* **WHAT THE TASK ASKS**
Quote the records in full and leave their pictures out.

* **EXERCISE INPUT**
[START]
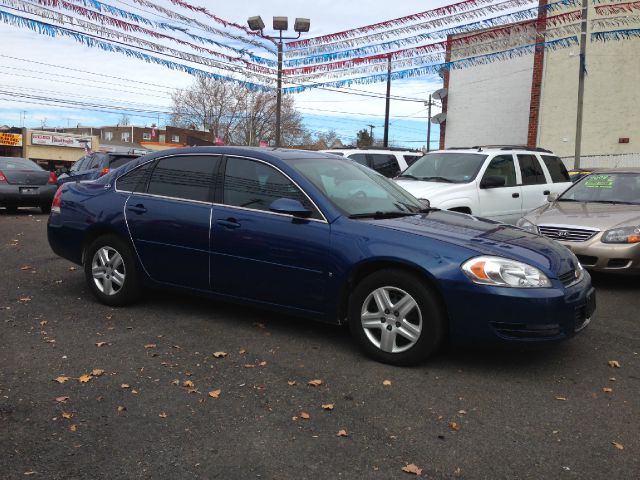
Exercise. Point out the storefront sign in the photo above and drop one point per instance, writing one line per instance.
(58, 140)
(11, 139)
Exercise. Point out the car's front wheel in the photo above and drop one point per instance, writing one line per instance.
(111, 271)
(396, 318)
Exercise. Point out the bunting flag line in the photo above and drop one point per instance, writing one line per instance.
(617, 8)
(102, 7)
(424, 32)
(32, 9)
(53, 31)
(402, 59)
(434, 69)
(429, 14)
(625, 34)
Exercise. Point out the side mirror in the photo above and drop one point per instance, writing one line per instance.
(493, 181)
(289, 206)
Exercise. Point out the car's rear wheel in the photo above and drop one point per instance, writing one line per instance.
(111, 271)
(396, 318)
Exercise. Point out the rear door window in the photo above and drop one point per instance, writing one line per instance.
(556, 168)
(188, 177)
(532, 173)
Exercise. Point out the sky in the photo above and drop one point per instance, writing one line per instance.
(35, 64)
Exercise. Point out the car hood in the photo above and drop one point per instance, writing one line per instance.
(585, 214)
(430, 190)
(485, 237)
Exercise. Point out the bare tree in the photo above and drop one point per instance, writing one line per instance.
(236, 114)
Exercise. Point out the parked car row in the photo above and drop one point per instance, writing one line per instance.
(322, 236)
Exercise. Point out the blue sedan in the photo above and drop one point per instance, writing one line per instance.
(318, 236)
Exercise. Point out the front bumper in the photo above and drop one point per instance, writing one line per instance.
(494, 315)
(16, 196)
(607, 257)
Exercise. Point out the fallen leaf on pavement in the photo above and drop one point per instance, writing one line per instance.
(412, 468)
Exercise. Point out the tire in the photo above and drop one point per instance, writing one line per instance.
(104, 257)
(407, 338)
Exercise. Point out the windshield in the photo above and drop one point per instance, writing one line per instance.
(605, 188)
(356, 190)
(446, 167)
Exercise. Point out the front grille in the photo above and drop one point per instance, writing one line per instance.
(567, 234)
(568, 278)
(524, 331)
(587, 260)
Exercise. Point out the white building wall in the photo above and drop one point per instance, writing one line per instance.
(489, 104)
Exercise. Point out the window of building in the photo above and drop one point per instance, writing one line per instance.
(186, 177)
(531, 170)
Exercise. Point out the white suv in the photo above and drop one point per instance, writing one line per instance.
(498, 182)
(387, 162)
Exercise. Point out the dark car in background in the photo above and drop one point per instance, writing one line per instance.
(95, 165)
(320, 236)
(24, 183)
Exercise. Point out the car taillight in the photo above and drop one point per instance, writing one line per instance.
(57, 200)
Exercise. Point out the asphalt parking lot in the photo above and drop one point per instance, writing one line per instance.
(139, 393)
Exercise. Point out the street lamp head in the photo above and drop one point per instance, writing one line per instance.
(256, 23)
(302, 25)
(280, 23)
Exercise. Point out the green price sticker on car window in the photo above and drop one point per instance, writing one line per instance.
(599, 181)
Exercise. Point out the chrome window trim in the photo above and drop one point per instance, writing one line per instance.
(324, 218)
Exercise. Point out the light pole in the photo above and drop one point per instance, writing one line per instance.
(281, 24)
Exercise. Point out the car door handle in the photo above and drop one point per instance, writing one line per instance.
(137, 208)
(228, 223)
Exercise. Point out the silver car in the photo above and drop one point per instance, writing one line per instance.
(598, 218)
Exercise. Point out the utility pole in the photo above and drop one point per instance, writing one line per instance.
(581, 74)
(385, 142)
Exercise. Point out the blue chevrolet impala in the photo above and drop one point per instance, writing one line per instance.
(322, 237)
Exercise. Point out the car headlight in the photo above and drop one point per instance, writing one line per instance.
(622, 235)
(502, 272)
(528, 226)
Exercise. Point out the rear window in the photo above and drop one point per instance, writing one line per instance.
(556, 168)
(18, 164)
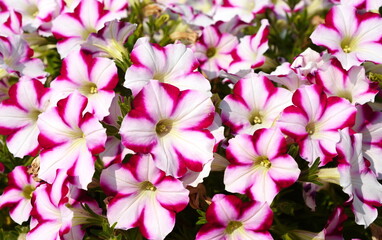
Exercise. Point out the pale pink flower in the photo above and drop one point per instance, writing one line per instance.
[END]
* **SOLUTION TO THIS EXERCISE**
Exercise. Point out the storefront sign in the photo above and drop one point per instance, writing one line per instance.
(58, 140)
(11, 139)
Exercise. Point out the car's front wheel in the photo above and drop one point per instance, writing one line per instance.
(111, 271)
(396, 318)
Exercise. Point out the bunting flag line in the photo above and drop one point per instance, writing one line per instance.
(617, 8)
(102, 7)
(424, 32)
(32, 9)
(53, 31)
(402, 59)
(434, 69)
(429, 14)
(625, 34)
Exercise. Point out the side mirror in the photo above and drop one point per instance, writing one line per instance.
(493, 181)
(289, 206)
Exercise. Point out the car's rear wheel in the photo above and drop one point per instance, writing one line per instance.
(111, 271)
(396, 318)
Exercise. Point out the rear door window in the photo above and drop one point per instance, writing one line per instance.
(556, 168)
(188, 177)
(532, 173)
Exercise. Point out the sky in the photo above and drop one point per instance, writing one line per instance.
(35, 64)
Exercise. Point out the car hood in the photo above and drop one point per instance, writing one line per instance.
(585, 214)
(430, 190)
(485, 237)
Exercise. Point out the bare tree in the photo above and drop one point per instance, writing one line per instance.
(236, 114)
Exercise. Point out the parked car row in the photo above and drop one point per instance, writing one line per instance.
(322, 236)
Exercise. Point out the blue sedan in the photo above and drop one point per instance, writing one line per instance.
(318, 236)
Exercise. Point out the front bumper in the photo above and drop one point per instance, writing one line per instance.
(494, 315)
(16, 196)
(607, 257)
Exercise. Point out the fallen leaf on pavement in the photo above and drop one point per instance, writing one line per instance.
(412, 468)
Exercise. Point out the tire in the photo above and drop one point per instance, writing one line per instance.
(104, 257)
(407, 338)
Exercise. Point out the windshield in the photo above and drop one point per instance, writing one line per instance.
(605, 188)
(356, 190)
(446, 167)
Exercise. Point out the front grille in the photo above and drop one point per instance, writing one line per instance.
(567, 234)
(568, 278)
(524, 331)
(587, 260)
Exercise. Point out the white building wall in the photo above and drop one point per instance, writing one line per instance.
(489, 104)
Exercise. Point out the window of building in the photo above and drop one point per instance, writing one line per instance.
(186, 177)
(531, 170)
Exercise. Point out the white suv in the photo above and drop one point per instance, writing one line per instance.
(498, 182)
(387, 162)
Exercise. Point out the dark car in background in the photo above and drop one point per instance, writing one line per instance.
(95, 165)
(320, 236)
(24, 183)
Exercise. Point out the car taillight in the photo above and drop one point per instance, writing one line per instance.
(57, 200)
Exercise. Point out the asphalt parking lot in the photo above and drop one point per instance, writing one line per instance.
(139, 393)
Exercise. Point out the street lamp head in the photo above and drop one point per instance, writing one line per instance.
(256, 23)
(302, 25)
(280, 23)
Exercise. Point out the green price sticker on car window in the photo above and drop one point per instance, writing one line per instance.
(599, 181)
Exercise. Point out the chrome window trim in the photo above and drop one point per instance, writing one line per instance.
(324, 218)
Exercise. Point out the light pole in the photo above and drop one point per instance, writing one line per instance.
(281, 24)
Exercise. Point out the car door handle in the photo above and drop one point per instance, writing one line per instance.
(137, 208)
(228, 223)
Exercise. Point out the silver car in the photo above and drop one point per instance, writing one line per instance.
(598, 218)
Exercise. Point out the utility pole in the photo above and drop one point per instance, writing one line per instance.
(581, 74)
(385, 142)
Exercise. Point out the blue chevrolet impala in the photo above and drop one point per instance, writing one line per instance.
(322, 237)
Exercise. Point out the car headlight in the photo above and drop one point per instance, writing one line per instance.
(622, 235)
(502, 272)
(528, 226)
Exercise. Point out the rear window in the photo above and drop one point per instance, writing one line per instance.
(556, 168)
(18, 164)
Exercise. Point out the pale pink flower in the photo above and drop one point per instance, writing one line per instance.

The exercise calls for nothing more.